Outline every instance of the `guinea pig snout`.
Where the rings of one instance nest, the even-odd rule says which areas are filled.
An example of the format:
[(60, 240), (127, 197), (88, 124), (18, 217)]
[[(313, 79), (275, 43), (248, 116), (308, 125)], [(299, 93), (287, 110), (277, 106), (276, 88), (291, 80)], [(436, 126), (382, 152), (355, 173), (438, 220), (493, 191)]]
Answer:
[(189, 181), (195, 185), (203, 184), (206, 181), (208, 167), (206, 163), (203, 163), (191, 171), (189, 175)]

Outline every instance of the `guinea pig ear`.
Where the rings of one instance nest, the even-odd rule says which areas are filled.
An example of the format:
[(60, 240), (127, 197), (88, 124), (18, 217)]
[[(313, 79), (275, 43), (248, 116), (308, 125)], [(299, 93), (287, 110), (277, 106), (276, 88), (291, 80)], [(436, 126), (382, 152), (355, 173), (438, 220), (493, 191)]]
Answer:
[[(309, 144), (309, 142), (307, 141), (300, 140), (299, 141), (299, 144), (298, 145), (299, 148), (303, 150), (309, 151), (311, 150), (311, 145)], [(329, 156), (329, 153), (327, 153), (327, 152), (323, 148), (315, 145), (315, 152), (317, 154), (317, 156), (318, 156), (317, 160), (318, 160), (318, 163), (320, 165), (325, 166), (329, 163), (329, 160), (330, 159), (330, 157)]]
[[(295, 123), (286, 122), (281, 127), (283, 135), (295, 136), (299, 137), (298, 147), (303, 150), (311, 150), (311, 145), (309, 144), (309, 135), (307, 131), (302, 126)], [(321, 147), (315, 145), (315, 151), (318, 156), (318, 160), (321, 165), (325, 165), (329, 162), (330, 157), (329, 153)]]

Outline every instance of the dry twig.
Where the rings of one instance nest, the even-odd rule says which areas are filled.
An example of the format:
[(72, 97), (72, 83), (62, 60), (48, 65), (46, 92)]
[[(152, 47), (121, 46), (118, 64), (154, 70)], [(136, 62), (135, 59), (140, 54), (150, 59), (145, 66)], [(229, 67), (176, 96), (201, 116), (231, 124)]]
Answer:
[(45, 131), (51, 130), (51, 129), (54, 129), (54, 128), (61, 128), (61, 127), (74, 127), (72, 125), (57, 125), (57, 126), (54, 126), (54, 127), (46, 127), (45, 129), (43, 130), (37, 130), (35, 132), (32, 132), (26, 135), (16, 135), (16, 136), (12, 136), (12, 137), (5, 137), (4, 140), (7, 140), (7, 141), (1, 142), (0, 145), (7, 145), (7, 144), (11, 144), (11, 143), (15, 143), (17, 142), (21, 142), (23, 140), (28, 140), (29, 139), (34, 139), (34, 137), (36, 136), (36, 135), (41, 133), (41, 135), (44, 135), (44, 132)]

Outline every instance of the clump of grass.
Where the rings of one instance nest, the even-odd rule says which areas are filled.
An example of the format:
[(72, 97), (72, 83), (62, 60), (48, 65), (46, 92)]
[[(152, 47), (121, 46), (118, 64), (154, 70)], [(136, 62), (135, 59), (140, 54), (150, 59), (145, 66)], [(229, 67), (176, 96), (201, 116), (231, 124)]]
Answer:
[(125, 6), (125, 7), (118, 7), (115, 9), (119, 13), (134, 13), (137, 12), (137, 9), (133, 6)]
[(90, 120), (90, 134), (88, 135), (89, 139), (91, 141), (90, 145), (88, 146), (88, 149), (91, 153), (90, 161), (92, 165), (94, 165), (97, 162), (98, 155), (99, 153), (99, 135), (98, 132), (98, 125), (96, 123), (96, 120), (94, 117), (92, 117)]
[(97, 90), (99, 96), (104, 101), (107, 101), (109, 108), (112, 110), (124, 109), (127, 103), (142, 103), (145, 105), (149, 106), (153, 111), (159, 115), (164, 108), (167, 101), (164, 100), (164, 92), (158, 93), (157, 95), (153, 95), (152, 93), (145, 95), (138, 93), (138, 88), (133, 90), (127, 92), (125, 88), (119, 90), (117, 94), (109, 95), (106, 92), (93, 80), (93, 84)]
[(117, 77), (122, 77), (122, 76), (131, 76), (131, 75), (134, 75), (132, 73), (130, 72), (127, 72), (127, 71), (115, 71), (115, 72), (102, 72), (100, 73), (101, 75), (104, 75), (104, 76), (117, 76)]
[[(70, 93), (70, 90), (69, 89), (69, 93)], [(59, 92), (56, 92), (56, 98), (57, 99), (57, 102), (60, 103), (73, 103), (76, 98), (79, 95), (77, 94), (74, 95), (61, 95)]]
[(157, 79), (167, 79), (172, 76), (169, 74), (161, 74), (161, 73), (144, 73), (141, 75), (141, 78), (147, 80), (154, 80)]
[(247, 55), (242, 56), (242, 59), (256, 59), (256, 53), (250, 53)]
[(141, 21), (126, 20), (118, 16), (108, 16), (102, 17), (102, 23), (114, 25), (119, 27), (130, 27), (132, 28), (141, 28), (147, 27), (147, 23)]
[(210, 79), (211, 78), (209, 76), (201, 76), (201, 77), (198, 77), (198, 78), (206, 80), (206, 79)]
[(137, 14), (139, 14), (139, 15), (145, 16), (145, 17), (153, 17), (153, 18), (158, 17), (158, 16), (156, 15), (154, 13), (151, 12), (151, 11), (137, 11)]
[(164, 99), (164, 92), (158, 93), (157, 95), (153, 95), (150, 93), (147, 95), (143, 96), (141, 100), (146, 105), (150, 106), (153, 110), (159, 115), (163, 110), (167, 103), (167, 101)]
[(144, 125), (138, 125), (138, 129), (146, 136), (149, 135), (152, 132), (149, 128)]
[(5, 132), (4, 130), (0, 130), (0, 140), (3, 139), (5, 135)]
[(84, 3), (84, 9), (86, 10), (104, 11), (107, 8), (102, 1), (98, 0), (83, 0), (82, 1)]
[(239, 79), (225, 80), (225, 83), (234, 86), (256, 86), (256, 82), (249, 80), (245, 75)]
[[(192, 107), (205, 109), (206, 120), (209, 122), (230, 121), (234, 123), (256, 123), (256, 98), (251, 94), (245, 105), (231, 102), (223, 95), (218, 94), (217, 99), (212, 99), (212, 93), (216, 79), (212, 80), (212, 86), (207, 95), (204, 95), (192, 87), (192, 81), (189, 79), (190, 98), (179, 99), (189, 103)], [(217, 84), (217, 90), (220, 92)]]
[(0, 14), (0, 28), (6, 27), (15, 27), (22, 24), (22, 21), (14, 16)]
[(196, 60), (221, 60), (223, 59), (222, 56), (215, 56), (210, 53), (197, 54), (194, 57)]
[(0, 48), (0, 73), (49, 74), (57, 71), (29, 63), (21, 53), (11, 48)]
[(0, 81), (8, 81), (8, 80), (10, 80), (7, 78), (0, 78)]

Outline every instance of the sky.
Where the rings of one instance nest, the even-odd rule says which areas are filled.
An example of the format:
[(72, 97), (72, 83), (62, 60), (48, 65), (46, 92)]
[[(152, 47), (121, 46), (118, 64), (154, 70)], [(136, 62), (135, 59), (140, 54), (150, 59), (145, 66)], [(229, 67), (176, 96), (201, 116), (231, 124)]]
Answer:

**What this task involves:** Copy the data word for word, from the line with "Outline every instance of the sky." to the end.

**Output of the task:**
Outline every instance of the sky.
Where the rings of one instance nest, the even-odd rule says which areas are filled.
An example of the format:
[(72, 97), (72, 83), (62, 60), (48, 65), (46, 92)]
[[(152, 47), (121, 46), (118, 64), (154, 70)], [(136, 62), (135, 59), (140, 54), (150, 59), (145, 66)], [(229, 67), (176, 96), (201, 116), (231, 124)]]
Answer:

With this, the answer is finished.